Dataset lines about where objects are
★ ★ ★ ★

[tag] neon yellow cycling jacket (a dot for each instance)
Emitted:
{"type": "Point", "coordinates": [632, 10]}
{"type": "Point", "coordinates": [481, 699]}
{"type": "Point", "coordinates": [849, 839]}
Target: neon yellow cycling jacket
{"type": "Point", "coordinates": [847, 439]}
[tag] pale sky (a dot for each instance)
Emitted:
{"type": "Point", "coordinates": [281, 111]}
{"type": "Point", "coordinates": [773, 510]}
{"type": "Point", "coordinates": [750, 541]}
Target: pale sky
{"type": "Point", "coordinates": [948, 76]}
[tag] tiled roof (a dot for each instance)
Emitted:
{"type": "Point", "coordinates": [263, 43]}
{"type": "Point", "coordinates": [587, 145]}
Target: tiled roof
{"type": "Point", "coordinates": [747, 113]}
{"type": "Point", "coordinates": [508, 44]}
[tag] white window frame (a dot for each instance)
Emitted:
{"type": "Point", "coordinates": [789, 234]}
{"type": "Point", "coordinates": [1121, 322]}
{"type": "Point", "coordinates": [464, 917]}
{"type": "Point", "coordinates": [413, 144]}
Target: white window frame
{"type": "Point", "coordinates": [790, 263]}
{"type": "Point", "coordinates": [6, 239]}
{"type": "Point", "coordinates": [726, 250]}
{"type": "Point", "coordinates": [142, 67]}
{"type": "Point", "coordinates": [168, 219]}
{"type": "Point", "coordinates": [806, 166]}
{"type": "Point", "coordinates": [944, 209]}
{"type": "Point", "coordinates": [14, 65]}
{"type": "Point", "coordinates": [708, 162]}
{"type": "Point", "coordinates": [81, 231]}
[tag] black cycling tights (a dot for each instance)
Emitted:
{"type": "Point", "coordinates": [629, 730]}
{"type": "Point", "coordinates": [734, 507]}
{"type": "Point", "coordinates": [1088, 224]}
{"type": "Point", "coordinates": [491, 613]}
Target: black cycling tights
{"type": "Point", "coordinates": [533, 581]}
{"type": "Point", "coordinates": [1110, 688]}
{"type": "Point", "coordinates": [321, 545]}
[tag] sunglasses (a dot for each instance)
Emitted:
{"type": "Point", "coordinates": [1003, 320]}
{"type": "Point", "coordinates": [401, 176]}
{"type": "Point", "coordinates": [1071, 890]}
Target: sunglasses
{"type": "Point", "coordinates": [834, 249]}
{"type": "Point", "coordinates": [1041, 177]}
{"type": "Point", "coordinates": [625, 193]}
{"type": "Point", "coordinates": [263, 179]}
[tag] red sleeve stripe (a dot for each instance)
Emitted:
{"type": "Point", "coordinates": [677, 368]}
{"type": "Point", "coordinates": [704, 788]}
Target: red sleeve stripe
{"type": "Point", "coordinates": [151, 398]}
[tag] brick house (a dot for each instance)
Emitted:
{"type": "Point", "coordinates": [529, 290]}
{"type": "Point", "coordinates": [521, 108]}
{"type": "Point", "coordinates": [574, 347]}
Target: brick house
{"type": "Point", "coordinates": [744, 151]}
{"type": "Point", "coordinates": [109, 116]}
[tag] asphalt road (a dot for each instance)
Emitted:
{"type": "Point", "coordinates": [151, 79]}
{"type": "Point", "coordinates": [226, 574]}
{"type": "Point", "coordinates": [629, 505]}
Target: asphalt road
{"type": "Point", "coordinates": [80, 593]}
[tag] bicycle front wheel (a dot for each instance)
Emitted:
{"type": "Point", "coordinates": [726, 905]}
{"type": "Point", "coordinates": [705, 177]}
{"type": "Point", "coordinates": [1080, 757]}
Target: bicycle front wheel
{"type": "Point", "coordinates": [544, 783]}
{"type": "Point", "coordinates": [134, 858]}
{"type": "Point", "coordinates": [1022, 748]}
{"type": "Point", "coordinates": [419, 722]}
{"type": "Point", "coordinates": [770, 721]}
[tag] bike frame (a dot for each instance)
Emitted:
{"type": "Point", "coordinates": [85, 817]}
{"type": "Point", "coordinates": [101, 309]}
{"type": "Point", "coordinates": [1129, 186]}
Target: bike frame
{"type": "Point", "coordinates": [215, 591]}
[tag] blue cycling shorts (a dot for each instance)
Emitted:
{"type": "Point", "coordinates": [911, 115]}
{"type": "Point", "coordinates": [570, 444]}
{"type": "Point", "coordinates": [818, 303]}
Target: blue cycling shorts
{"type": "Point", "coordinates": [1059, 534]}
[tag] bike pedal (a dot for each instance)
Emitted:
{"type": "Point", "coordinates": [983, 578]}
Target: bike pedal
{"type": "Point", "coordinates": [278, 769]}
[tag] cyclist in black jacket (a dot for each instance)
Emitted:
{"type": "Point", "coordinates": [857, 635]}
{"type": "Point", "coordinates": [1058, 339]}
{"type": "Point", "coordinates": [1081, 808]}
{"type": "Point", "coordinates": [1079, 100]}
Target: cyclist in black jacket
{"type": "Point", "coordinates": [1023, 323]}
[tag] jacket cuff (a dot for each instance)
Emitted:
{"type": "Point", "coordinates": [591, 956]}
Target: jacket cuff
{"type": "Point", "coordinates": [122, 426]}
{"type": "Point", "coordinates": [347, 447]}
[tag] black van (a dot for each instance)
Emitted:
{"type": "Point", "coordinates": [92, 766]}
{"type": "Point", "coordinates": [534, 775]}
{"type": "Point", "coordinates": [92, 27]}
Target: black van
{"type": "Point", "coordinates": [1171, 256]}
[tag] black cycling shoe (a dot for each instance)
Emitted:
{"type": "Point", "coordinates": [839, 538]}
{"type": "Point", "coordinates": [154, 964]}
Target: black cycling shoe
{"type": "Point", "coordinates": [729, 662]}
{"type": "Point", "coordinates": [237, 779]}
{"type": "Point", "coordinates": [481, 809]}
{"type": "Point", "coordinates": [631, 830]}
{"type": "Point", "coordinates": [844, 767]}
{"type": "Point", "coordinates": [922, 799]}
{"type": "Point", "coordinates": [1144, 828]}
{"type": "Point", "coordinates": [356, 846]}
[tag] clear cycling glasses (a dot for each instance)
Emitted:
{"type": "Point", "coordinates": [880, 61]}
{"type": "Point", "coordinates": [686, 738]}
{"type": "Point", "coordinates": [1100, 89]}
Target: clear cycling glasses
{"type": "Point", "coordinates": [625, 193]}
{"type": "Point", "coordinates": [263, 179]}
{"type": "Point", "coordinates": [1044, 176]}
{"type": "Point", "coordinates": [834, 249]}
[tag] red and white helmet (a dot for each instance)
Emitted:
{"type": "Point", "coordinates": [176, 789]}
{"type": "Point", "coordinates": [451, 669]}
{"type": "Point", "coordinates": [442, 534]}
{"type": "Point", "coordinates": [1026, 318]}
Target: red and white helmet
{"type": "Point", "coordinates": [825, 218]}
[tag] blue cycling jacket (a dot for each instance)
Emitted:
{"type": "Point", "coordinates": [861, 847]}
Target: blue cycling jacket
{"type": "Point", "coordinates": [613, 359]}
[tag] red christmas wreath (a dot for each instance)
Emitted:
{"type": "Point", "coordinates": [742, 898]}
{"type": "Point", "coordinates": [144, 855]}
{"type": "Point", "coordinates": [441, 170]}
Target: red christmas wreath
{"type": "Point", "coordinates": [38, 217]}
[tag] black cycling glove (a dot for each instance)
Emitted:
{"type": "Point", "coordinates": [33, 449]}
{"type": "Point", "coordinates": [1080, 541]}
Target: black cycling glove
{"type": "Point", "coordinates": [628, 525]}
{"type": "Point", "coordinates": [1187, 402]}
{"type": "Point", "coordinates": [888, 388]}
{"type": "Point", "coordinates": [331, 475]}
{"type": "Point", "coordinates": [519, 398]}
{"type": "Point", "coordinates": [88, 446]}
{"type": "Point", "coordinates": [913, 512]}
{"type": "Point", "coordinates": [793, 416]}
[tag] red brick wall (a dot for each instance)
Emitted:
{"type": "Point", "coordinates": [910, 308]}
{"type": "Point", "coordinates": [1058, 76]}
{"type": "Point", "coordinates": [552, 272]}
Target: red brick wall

★ ★ ★ ★

Do this -
Turn the lines from the one containing "[tag] cyclist in" through the one containing "Target: cyclist in black jacket" into a numbered list, leaving out any blank lines.

Exercise result -
1. [tag] cyclist in black jacket (a dot for each instance)
2. Emitted:
3. {"type": "Point", "coordinates": [857, 635]}
4. {"type": "Point", "coordinates": [1058, 339]}
5. {"type": "Point", "coordinates": [1081, 808]}
6. {"type": "Point", "coordinates": [1079, 100]}
7. Target: cyclist in black jacket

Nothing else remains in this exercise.